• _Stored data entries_
========================

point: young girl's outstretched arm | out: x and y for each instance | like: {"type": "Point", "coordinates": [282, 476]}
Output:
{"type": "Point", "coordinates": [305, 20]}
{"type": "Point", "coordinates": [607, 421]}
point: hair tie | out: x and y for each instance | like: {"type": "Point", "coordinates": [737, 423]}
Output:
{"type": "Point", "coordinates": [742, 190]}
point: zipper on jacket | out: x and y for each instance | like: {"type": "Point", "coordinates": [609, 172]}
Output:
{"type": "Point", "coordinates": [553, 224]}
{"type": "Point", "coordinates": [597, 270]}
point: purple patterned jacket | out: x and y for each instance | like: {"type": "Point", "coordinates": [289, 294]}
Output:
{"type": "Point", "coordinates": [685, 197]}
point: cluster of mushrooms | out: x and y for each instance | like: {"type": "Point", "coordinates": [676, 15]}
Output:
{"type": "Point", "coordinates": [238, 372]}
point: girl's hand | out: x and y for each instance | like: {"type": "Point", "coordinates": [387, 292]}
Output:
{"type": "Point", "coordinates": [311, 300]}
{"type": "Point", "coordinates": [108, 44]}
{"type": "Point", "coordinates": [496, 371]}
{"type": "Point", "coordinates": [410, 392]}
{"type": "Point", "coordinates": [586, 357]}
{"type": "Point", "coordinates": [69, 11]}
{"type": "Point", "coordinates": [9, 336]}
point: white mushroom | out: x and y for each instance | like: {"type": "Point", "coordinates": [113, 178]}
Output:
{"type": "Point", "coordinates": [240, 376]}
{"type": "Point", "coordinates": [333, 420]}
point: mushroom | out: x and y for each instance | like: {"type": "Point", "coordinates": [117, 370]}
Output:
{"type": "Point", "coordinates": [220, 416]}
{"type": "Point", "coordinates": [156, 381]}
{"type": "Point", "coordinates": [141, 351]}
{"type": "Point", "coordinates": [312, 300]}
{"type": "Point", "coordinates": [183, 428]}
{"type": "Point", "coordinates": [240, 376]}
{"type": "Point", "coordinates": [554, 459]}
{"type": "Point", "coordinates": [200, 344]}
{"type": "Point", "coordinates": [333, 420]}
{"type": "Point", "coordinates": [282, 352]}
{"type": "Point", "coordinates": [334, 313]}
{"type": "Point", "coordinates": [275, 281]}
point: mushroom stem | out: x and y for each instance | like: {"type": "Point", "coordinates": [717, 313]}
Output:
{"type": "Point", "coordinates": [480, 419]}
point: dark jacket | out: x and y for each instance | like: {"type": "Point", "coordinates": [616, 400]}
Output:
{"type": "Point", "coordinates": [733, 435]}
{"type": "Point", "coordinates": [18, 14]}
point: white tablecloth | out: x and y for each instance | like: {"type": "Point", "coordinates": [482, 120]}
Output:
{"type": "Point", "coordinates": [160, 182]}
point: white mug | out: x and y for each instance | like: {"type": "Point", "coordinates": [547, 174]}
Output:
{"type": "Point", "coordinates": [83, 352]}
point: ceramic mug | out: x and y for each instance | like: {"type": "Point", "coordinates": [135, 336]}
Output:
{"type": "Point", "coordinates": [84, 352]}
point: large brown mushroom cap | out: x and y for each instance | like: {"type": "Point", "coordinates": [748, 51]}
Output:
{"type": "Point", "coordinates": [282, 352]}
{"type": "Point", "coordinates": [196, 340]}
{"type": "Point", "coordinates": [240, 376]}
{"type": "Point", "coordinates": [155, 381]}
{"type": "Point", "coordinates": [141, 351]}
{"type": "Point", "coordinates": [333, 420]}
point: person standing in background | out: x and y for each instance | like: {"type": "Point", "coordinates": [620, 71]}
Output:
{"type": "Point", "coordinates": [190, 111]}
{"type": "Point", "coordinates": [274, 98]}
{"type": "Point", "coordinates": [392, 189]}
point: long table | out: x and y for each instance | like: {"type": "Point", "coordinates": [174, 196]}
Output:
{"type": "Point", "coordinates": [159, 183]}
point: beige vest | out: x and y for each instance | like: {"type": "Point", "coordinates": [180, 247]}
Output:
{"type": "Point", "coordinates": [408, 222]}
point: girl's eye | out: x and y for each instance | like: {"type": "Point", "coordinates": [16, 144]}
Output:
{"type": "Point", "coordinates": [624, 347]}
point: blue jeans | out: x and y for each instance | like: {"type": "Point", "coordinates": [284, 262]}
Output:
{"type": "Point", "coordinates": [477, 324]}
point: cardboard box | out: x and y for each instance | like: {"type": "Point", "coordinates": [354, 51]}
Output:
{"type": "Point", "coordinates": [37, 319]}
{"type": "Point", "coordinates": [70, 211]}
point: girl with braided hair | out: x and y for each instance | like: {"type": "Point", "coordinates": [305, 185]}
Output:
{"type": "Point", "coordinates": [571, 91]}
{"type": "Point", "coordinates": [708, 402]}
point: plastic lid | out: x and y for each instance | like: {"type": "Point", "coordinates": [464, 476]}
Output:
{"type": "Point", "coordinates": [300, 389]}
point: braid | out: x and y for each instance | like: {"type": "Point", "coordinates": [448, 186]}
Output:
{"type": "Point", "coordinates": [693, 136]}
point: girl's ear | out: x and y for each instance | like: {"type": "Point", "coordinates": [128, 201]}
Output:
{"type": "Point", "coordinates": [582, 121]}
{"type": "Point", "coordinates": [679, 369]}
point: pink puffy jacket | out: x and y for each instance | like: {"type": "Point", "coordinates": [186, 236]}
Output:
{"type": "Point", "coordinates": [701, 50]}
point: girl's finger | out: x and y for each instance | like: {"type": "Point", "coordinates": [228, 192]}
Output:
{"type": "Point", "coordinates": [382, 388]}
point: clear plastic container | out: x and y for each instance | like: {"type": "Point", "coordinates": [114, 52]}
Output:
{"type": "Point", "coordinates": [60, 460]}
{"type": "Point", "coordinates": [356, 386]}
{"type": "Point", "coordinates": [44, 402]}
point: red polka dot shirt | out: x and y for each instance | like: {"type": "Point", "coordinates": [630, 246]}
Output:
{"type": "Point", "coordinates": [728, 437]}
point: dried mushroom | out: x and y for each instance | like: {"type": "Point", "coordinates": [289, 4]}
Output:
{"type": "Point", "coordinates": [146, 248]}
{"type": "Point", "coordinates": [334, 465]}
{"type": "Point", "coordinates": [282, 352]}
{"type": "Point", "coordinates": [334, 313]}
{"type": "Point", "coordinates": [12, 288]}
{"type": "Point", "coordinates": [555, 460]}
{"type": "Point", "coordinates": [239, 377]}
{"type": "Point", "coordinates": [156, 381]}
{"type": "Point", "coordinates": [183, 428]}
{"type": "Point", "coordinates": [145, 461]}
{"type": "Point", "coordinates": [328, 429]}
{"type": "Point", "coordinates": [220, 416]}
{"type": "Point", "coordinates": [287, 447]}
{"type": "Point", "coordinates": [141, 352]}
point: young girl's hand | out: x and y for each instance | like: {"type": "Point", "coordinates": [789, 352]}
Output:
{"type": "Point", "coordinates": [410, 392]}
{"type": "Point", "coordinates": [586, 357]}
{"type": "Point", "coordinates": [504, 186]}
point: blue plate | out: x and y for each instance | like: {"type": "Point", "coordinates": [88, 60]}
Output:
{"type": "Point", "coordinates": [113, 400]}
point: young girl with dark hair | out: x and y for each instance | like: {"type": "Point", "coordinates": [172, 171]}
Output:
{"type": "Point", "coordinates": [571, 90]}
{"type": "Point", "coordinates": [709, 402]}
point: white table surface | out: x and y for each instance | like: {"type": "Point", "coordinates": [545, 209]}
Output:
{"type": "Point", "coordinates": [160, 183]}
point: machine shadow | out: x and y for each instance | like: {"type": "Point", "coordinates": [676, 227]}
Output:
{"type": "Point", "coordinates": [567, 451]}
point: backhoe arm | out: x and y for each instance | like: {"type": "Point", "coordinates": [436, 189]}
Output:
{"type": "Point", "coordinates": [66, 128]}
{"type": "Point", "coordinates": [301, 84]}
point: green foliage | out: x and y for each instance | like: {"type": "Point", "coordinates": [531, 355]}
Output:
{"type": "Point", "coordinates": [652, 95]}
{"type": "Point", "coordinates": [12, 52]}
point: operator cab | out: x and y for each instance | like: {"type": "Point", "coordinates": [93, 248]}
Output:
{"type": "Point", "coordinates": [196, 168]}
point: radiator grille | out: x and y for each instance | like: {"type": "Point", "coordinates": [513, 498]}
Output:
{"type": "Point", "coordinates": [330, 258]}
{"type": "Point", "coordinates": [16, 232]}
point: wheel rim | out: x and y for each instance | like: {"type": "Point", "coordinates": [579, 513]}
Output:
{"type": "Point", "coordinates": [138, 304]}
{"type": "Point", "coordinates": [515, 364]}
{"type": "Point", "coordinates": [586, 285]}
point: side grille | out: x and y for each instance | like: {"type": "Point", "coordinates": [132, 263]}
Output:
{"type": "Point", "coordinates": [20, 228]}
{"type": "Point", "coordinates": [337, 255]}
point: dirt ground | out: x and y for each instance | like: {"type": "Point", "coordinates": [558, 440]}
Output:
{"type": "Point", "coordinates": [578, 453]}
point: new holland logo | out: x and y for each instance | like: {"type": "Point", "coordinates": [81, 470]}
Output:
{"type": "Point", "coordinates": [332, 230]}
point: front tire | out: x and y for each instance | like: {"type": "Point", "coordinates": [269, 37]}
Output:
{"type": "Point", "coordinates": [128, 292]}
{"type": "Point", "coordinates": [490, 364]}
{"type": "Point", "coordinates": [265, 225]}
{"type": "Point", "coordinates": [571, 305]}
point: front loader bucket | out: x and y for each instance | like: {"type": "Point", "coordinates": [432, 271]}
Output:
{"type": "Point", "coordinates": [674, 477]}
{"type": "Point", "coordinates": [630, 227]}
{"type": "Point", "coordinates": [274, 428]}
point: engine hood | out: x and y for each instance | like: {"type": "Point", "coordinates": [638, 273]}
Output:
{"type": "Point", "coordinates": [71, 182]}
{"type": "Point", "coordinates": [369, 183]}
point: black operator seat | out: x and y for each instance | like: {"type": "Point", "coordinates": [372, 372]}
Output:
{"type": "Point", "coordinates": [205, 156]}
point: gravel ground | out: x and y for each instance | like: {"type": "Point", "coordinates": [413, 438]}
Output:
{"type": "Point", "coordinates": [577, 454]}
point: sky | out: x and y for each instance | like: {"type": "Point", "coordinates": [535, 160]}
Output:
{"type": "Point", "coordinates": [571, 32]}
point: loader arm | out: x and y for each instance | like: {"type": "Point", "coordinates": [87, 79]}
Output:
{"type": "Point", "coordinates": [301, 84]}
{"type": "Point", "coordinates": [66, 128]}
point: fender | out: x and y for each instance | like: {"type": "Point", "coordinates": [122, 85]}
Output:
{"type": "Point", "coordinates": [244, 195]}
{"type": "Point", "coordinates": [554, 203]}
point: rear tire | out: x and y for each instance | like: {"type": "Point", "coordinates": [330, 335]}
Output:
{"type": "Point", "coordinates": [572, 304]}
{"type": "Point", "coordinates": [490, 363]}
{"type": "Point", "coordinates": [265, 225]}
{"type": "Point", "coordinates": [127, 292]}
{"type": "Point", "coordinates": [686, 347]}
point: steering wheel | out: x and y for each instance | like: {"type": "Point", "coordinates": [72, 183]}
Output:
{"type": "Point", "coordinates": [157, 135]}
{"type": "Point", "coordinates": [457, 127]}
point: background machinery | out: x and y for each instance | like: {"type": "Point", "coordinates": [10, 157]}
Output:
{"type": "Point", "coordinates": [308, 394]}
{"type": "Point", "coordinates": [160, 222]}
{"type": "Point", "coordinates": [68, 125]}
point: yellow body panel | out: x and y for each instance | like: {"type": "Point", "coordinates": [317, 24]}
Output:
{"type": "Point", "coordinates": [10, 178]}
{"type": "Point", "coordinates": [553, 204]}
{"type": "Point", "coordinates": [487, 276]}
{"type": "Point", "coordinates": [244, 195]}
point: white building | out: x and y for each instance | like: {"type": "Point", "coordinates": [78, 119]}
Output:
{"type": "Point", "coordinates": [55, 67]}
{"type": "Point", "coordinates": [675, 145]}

========================

• _Goal of the exercise_
From the records above, copy only the lines starting with the line that holds "point: green foliage" and going on through the line that holds "point: front loader", exactly as written.

• _Answer area_
point: green foliage | out: x and y for each instance | like: {"type": "Point", "coordinates": [531, 355]}
Output:
{"type": "Point", "coordinates": [652, 95]}
{"type": "Point", "coordinates": [12, 52]}
point: operator cab | out: x and y for each instance | like: {"type": "Point", "coordinates": [93, 248]}
Output:
{"type": "Point", "coordinates": [196, 168]}
point: radiator grille | out: x and y for each instance | like: {"type": "Point", "coordinates": [513, 498]}
Output:
{"type": "Point", "coordinates": [330, 258]}
{"type": "Point", "coordinates": [16, 232]}
point: wheel rim | out: x and y for each instance | like: {"type": "Point", "coordinates": [579, 513]}
Output:
{"type": "Point", "coordinates": [138, 304]}
{"type": "Point", "coordinates": [515, 364]}
{"type": "Point", "coordinates": [586, 285]}
point: side grille | out: x and y for each instance | like: {"type": "Point", "coordinates": [132, 263]}
Output:
{"type": "Point", "coordinates": [20, 228]}
{"type": "Point", "coordinates": [337, 255]}
point: dirt ground | out: x and y for each instance | like: {"type": "Point", "coordinates": [558, 440]}
Output:
{"type": "Point", "coordinates": [578, 453]}
point: new holland logo | out: x and y for each instance | like: {"type": "Point", "coordinates": [81, 470]}
Output:
{"type": "Point", "coordinates": [332, 230]}
point: front tire | out: x and y for each instance | like: {"type": "Point", "coordinates": [269, 37]}
Output:
{"type": "Point", "coordinates": [128, 292]}
{"type": "Point", "coordinates": [490, 364]}
{"type": "Point", "coordinates": [265, 225]}
{"type": "Point", "coordinates": [571, 305]}
point: front loader bucket | out: x and y for each instance | like: {"type": "Point", "coordinates": [432, 271]}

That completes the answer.